◆ Job
Format every line of the items below as a two-column Markdown table, with columns headed "No." and "Line". Number the rows in order and leave out blank lines.

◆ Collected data

==============================

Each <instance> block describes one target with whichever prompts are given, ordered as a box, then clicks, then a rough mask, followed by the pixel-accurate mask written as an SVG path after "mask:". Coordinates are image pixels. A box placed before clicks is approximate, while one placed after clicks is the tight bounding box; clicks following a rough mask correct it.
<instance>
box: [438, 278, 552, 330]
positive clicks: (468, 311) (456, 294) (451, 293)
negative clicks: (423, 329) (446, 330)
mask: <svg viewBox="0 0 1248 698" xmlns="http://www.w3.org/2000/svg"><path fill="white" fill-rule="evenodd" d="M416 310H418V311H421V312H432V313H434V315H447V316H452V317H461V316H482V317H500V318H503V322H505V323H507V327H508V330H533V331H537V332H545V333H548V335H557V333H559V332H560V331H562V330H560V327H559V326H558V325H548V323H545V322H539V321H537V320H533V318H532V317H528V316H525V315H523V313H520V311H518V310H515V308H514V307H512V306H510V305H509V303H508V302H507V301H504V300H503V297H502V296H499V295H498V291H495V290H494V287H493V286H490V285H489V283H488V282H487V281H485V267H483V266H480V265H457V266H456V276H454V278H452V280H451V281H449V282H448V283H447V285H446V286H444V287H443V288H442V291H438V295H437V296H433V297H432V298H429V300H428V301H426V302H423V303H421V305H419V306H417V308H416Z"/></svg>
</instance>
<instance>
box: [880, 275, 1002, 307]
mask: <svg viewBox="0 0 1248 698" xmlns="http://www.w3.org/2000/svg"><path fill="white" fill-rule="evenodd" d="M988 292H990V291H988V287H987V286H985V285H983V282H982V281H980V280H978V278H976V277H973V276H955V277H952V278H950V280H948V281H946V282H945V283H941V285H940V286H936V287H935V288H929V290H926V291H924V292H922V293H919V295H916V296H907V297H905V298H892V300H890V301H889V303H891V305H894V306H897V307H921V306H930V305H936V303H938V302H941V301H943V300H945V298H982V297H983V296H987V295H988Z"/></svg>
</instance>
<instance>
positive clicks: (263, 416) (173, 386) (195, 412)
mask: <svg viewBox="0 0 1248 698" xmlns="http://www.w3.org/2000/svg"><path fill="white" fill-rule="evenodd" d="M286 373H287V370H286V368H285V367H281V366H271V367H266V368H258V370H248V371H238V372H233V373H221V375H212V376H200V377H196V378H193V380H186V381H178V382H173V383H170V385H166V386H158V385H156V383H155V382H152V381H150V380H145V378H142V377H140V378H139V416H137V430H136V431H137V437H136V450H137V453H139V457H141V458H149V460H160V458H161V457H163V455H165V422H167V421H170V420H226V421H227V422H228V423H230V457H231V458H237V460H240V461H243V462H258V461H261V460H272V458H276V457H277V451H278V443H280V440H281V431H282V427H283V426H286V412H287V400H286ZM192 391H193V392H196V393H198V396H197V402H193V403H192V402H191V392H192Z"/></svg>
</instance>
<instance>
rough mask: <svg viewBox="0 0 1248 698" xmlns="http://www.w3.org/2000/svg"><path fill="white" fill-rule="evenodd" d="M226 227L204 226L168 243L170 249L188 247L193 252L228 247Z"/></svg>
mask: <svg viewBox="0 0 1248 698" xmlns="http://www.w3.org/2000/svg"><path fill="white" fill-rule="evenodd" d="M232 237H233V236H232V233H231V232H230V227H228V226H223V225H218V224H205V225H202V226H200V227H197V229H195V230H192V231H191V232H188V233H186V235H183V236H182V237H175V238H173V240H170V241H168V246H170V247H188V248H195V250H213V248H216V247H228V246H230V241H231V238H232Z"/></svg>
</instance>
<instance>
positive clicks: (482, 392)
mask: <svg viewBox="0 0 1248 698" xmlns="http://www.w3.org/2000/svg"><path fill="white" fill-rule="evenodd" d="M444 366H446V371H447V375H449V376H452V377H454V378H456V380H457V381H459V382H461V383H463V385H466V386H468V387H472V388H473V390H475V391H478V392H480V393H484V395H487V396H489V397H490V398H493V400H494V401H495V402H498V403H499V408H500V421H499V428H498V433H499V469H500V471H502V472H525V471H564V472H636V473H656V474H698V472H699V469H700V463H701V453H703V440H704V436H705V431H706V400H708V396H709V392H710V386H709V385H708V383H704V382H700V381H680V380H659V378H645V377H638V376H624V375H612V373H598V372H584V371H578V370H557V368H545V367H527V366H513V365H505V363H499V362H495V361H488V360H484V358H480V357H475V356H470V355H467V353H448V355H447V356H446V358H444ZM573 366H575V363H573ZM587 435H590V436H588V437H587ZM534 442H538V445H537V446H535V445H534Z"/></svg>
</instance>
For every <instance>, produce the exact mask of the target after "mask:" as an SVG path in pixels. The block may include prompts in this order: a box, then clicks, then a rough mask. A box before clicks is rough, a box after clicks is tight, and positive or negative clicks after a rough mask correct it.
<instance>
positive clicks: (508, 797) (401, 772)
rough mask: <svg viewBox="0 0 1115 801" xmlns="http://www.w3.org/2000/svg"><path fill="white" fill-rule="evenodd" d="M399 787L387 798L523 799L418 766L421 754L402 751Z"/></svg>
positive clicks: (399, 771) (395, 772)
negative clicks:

==============================

◆ Result for this task
| No. | Line |
|---|---|
| 1 | Each <instance> block describes one target with whichever prompts are given, ordered as a box, then clicks, then a rough mask, followed by the pixel-accurate mask written as an SVG path after "mask:". Coordinates are image pixels. A box placed before clicks is approximate, while one placed after clicks is the tight bounding box; clicks following a rough mask correct it. |
| 2 | <instance> |
| 3 | box: [438, 278, 552, 330] |
| 4 | positive clicks: (468, 311) (456, 294) (451, 293) |
| 5 | negative clicks: (423, 329) (446, 330) |
| 6 | mask: <svg viewBox="0 0 1248 698" xmlns="http://www.w3.org/2000/svg"><path fill="white" fill-rule="evenodd" d="M416 310H418V311H421V312H432V313H434V315H447V316H452V317H461V316H482V317H500V318H503V322H505V323H507V327H508V330H533V331H537V332H545V333H548V335H557V333H559V332H560V331H562V330H560V327H559V326H558V325H548V323H545V322H539V321H537V320H533V318H532V317H528V316H525V315H523V313H520V311H518V310H515V308H514V307H512V306H510V305H509V303H508V302H507V301H504V300H503V297H502V296H499V295H498V291H495V290H494V287H493V286H490V285H489V283H488V282H487V281H485V267H483V266H480V265H457V266H456V276H454V278H452V280H451V281H449V282H448V283H447V285H446V286H444V287H443V288H442V291H438V295H437V296H433V297H432V298H429V300H428V301H426V302H423V303H421V305H419V306H417V308H416Z"/></svg> |
| 7 | </instance> |
| 8 | <instance> |
| 9 | box: [880, 275, 1002, 307] |
| 10 | mask: <svg viewBox="0 0 1248 698" xmlns="http://www.w3.org/2000/svg"><path fill="white" fill-rule="evenodd" d="M988 292H990V291H988V287H987V286H985V285H983V282H982V281H980V280H978V278H976V277H973V276H955V277H952V278H950V280H948V281H946V282H945V283H941V285H940V286H936V287H935V288H929V290H926V291H924V292H922V293H919V295H916V296H907V297H905V298H892V300H890V301H889V303H891V305H894V306H897V307H921V306H930V305H936V303H938V302H941V301H943V300H945V298H982V297H983V296H987V295H988Z"/></svg> |
| 11 | </instance> |
| 12 | <instance> |
| 13 | positive clicks: (263, 416) (173, 386) (195, 412) |
| 14 | mask: <svg viewBox="0 0 1248 698" xmlns="http://www.w3.org/2000/svg"><path fill="white" fill-rule="evenodd" d="M286 373H287V370H286V368H285V367H281V366H271V367H266V368H258V370H248V371H238V372H233V373H221V375H212V376H200V377H196V378H193V380H186V381H178V382H173V383H170V385H166V386H158V385H156V383H155V382H152V381H150V380H145V378H142V377H140V378H139V416H137V430H136V431H137V437H136V450H137V453H139V457H141V458H149V460H160V458H161V457H163V455H165V422H167V421H170V420H226V421H227V422H228V423H230V457H231V458H237V460H240V461H243V462H258V461H261V460H272V458H276V457H277V451H278V443H280V440H281V431H282V427H283V426H286V412H287V400H286ZM192 391H193V392H196V393H198V396H197V402H193V403H192V402H191V392H192Z"/></svg> |
| 15 | </instance> |
| 16 | <instance> |
| 17 | rough mask: <svg viewBox="0 0 1248 698" xmlns="http://www.w3.org/2000/svg"><path fill="white" fill-rule="evenodd" d="M226 227L204 226L168 243L170 249L188 247L193 252L228 247Z"/></svg> |
| 18 | mask: <svg viewBox="0 0 1248 698" xmlns="http://www.w3.org/2000/svg"><path fill="white" fill-rule="evenodd" d="M232 237H233V236H232V233H231V232H230V227H228V226H223V225H218V224H205V225H202V226H200V227H197V229H195V230H192V231H191V232H188V233H186V235H183V236H182V237H175V238H173V240H170V241H168V246H170V247H188V248H195V250H213V248H216V247H228V246H230V241H231V238H232Z"/></svg> |
| 19 | </instance> |
| 20 | <instance> |
| 21 | positive clicks: (482, 392) |
| 22 | mask: <svg viewBox="0 0 1248 698" xmlns="http://www.w3.org/2000/svg"><path fill="white" fill-rule="evenodd" d="M444 366H446V371H447V375H449V376H452V377H454V378H456V380H457V381H459V382H461V383H463V385H466V386H468V387H472V388H473V390H475V391H478V392H480V393H484V395H487V396H489V397H490V398H493V400H494V401H495V402H498V403H499V408H500V421H499V428H498V433H499V469H500V471H502V472H525V471H564V472H636V473H656V474H698V472H699V469H700V463H701V453H703V440H704V436H705V431H706V400H708V396H709V392H710V386H709V385H708V383H704V382H700V381H680V380H659V378H645V377H638V376H624V375H612V373H598V372H584V371H578V370H557V368H545V367H527V366H513V365H505V363H499V362H495V361H488V360H484V358H480V357H475V356H470V355H467V353H448V355H447V356H446V358H444ZM573 366H575V363H573ZM587 435H590V436H588V437H587ZM534 442H538V445H537V446H535V445H534Z"/></svg> |
| 23 | </instance> |
| 24 | For every <instance>, produce the exact mask of the target after "mask:" as an SVG path in pixels. The block may include prompts in this order: a box, then clicks, then a rough mask. A box before clicks is rough, a box after clicks is tight, and positive or negative clicks after a rough mask correct it. |
| 25 | <instance> |
| 26 | positive clicks: (508, 797) (401, 772) |
| 27 | rough mask: <svg viewBox="0 0 1115 801" xmlns="http://www.w3.org/2000/svg"><path fill="white" fill-rule="evenodd" d="M399 787L387 798L523 799L418 766L421 754L402 751Z"/></svg> |
| 28 | positive clicks: (399, 771) (395, 772) |
| 29 | negative clicks: |